(Task brief):
Pictures excluded, return the lines below from the first through the line holding "Target: door handle".
===
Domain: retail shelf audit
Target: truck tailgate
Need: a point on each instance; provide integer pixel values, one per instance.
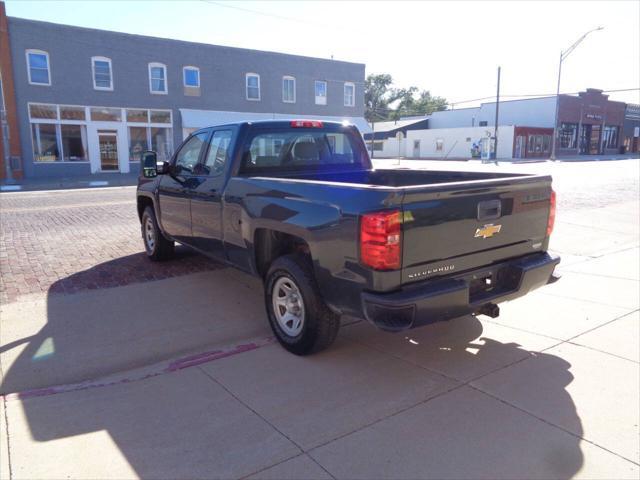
(449, 228)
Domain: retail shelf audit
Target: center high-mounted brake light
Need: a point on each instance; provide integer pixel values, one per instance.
(552, 213)
(306, 124)
(380, 240)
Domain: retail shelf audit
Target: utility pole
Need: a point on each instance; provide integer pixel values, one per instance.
(495, 131)
(563, 56)
(4, 131)
(373, 135)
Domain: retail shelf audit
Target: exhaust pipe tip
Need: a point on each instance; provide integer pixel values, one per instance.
(490, 310)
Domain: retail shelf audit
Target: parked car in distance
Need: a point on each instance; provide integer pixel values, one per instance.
(299, 204)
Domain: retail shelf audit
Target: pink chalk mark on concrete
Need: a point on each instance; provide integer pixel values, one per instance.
(201, 358)
(174, 366)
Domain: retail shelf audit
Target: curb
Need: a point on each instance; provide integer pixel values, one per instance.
(143, 373)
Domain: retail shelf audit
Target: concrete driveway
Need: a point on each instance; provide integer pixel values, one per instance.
(174, 373)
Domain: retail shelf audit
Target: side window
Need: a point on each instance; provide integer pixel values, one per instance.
(218, 152)
(188, 155)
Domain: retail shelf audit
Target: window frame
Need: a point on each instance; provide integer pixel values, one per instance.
(326, 92)
(246, 87)
(284, 79)
(38, 52)
(205, 155)
(353, 96)
(93, 73)
(203, 148)
(184, 78)
(166, 82)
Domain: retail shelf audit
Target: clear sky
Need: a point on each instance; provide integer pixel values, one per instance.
(450, 48)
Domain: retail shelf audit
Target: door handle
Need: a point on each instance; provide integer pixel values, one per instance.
(489, 209)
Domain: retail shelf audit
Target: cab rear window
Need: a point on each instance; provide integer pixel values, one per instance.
(301, 149)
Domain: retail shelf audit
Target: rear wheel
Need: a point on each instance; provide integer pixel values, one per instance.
(298, 316)
(156, 245)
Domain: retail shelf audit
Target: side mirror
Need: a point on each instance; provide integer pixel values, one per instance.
(163, 167)
(149, 164)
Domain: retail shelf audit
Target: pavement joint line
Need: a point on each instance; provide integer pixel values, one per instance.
(6, 426)
(478, 389)
(567, 269)
(6, 433)
(551, 337)
(604, 352)
(252, 410)
(143, 373)
(590, 301)
(276, 464)
(591, 227)
(569, 340)
(391, 415)
(64, 207)
(62, 191)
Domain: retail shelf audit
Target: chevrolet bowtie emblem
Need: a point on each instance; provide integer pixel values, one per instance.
(488, 231)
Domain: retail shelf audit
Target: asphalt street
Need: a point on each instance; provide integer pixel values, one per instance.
(113, 367)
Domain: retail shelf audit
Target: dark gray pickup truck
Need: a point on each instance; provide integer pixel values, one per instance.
(299, 204)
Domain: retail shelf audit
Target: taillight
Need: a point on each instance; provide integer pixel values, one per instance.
(306, 124)
(380, 240)
(552, 213)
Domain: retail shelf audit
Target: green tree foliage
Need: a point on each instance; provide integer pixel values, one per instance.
(383, 102)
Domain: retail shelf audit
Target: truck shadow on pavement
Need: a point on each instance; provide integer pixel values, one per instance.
(181, 424)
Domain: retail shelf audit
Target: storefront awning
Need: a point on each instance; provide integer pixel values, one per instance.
(207, 118)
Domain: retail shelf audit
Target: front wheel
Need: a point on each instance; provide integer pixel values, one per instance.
(156, 245)
(298, 316)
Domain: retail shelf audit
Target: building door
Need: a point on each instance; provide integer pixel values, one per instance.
(416, 148)
(594, 140)
(108, 148)
(585, 136)
(521, 143)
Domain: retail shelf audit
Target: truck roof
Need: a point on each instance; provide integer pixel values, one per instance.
(283, 123)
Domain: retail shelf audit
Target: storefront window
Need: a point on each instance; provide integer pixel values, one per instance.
(137, 143)
(47, 112)
(568, 135)
(74, 143)
(45, 142)
(160, 116)
(72, 113)
(141, 116)
(611, 136)
(106, 114)
(161, 143)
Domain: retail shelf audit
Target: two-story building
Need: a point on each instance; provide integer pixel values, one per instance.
(91, 101)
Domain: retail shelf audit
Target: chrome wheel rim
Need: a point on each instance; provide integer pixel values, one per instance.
(288, 306)
(149, 234)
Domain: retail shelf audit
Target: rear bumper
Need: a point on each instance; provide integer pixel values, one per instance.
(442, 299)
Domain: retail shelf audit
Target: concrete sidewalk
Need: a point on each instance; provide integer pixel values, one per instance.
(63, 183)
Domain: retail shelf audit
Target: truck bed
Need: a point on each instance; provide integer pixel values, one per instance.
(402, 178)
(444, 214)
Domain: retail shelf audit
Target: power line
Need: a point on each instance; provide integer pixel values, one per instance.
(265, 14)
(380, 110)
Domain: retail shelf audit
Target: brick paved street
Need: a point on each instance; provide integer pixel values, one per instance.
(69, 241)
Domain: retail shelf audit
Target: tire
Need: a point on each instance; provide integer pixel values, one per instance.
(156, 245)
(319, 325)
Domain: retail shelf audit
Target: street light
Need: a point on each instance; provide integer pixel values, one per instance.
(563, 56)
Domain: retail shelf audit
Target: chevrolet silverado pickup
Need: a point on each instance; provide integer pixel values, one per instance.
(299, 204)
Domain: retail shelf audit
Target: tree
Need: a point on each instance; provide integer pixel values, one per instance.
(378, 96)
(382, 102)
(424, 104)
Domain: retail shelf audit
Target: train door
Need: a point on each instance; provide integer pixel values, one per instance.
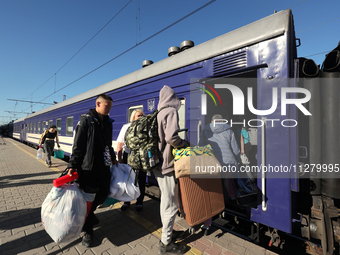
(23, 132)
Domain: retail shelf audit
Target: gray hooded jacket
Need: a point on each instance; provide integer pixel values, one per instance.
(168, 127)
(223, 141)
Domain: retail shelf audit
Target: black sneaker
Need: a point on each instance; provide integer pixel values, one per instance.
(177, 235)
(139, 208)
(95, 220)
(87, 240)
(205, 230)
(124, 207)
(171, 248)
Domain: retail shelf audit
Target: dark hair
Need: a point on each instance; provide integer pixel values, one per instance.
(104, 96)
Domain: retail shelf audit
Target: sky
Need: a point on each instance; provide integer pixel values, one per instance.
(50, 49)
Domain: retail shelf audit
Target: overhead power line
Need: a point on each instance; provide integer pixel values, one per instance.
(131, 48)
(82, 47)
(318, 25)
(28, 101)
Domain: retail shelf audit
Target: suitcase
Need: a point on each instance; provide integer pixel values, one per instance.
(200, 199)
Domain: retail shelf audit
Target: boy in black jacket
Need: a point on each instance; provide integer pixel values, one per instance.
(92, 155)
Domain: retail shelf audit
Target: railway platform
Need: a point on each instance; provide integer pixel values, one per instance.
(24, 183)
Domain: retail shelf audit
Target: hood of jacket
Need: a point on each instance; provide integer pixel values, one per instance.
(217, 128)
(94, 114)
(168, 97)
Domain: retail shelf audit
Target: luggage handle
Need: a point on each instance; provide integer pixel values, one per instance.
(186, 133)
(263, 159)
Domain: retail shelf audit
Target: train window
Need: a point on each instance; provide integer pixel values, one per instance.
(59, 126)
(69, 126)
(181, 115)
(132, 108)
(44, 123)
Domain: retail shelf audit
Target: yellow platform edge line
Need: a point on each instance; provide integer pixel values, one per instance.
(40, 160)
(150, 226)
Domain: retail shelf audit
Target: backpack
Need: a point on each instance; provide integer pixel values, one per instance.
(42, 136)
(141, 138)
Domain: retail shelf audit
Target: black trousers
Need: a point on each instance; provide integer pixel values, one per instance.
(98, 183)
(141, 182)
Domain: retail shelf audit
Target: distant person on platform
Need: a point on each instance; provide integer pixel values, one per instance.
(49, 137)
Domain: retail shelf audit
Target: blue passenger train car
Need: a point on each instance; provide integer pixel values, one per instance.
(261, 56)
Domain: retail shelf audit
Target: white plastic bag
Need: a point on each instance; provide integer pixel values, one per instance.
(63, 213)
(244, 159)
(122, 185)
(40, 153)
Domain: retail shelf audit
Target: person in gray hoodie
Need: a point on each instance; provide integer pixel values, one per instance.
(168, 127)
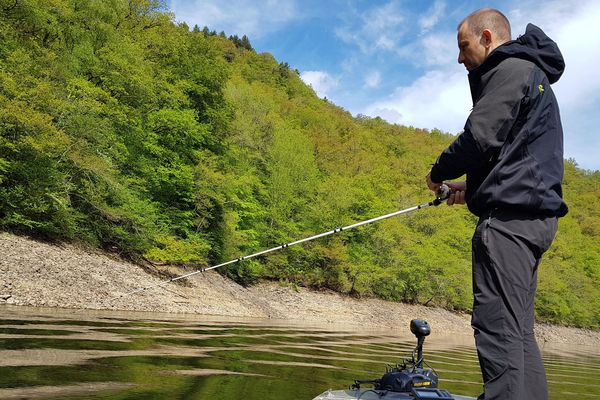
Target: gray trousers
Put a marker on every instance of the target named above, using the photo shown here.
(507, 248)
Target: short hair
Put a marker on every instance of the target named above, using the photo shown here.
(488, 18)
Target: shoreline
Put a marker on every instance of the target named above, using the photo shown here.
(67, 276)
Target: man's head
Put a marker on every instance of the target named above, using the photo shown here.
(480, 33)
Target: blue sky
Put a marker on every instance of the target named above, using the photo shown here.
(397, 58)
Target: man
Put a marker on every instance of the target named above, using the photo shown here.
(512, 153)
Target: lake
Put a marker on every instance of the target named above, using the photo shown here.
(79, 354)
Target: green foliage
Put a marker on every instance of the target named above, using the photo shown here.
(126, 130)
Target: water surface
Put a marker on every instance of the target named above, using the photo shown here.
(50, 354)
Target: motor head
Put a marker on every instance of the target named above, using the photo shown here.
(420, 328)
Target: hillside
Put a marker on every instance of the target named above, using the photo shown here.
(171, 145)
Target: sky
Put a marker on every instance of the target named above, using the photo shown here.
(397, 59)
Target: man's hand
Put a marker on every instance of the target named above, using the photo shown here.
(434, 187)
(457, 192)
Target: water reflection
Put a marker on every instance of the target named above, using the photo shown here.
(102, 355)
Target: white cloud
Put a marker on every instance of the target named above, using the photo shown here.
(440, 96)
(432, 49)
(438, 99)
(379, 28)
(432, 16)
(321, 82)
(241, 17)
(373, 79)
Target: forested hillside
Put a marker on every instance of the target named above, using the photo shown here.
(172, 144)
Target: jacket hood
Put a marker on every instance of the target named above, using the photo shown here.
(535, 46)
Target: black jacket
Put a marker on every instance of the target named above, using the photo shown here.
(512, 145)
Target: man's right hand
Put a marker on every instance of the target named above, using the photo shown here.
(457, 194)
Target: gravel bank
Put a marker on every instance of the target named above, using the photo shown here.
(34, 273)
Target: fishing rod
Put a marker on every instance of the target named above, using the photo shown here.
(442, 194)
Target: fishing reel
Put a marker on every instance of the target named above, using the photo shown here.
(410, 377)
(441, 195)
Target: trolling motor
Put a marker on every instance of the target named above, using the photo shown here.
(410, 377)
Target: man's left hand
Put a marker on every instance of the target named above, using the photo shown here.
(434, 187)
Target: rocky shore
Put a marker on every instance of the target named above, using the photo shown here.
(34, 273)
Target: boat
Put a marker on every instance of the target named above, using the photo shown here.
(406, 381)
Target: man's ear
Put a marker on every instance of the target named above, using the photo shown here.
(486, 37)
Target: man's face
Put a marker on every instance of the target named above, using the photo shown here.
(472, 50)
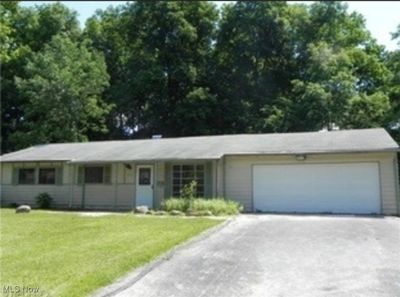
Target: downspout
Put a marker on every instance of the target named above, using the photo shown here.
(396, 174)
(223, 177)
(71, 183)
(115, 185)
(155, 178)
(83, 188)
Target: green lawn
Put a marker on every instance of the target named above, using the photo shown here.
(66, 254)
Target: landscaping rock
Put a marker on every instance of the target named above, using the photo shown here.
(161, 213)
(142, 209)
(23, 209)
(199, 213)
(176, 213)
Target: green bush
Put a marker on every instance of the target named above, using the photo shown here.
(189, 191)
(217, 206)
(44, 200)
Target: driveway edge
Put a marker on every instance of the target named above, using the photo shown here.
(135, 275)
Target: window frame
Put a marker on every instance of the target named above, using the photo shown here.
(19, 176)
(200, 193)
(96, 182)
(47, 168)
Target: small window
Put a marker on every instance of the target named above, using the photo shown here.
(47, 176)
(144, 176)
(185, 174)
(26, 176)
(94, 175)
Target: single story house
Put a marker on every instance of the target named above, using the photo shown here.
(348, 171)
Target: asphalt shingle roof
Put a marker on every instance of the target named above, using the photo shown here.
(210, 147)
===
(Exercise output):
Domain: retail shelf audit
Target: truck tailgate
Need: a point on each instance; provide integer pixel values, one per instance.
(449, 228)
Domain: retail shelf audit
Target: center high-mounted brake light
Need: a point on each instance; provide integer pixel values, one per instance.
(552, 213)
(306, 124)
(380, 240)
Domain: retail shelf audit
Target: utility pole
Need: a point on each instance; provide integer pixel values, one per instance.
(495, 131)
(563, 56)
(4, 131)
(373, 135)
Domain: retail shelf audit
Target: exhaust pipe tip
Need: a point on each instance; provide integer pixel values, one per instance.
(490, 310)
Domain: retail shelf audit
Target: parked car in distance
Need: a point on each instance; provide integer pixel values, one per instance.
(299, 204)
Domain: retail shelf audit
Target: pink chalk mark on concrete
Need: a point on each instance; provide integer pixel values, one per instance.
(201, 358)
(174, 366)
Domain: retail shelf audit
Target: curb
Need: a point on each instance; provide integer pixel values, one per instance.
(143, 373)
Domain: retail shelf audit
Target: concrete driveway
Need: a point on each instance; provide integer pixel values, one per instance.
(174, 373)
Domain: retail shelf audit
Target: side window
Need: a point on each instance; provide integer pixel values, one per instance.
(218, 152)
(188, 155)
Domain: retail shelf audit
Target: window frame
Need: a point on each instance; provide integer pixel values, one per instance.
(326, 92)
(246, 87)
(284, 79)
(38, 52)
(205, 155)
(353, 96)
(93, 73)
(203, 148)
(184, 78)
(166, 82)
Domain: retail shelf audit
Target: clear sky
Need: a point on each instance; provide integer pixel values, one per instance.
(450, 48)
Domain: retail shelf audit
Target: door handle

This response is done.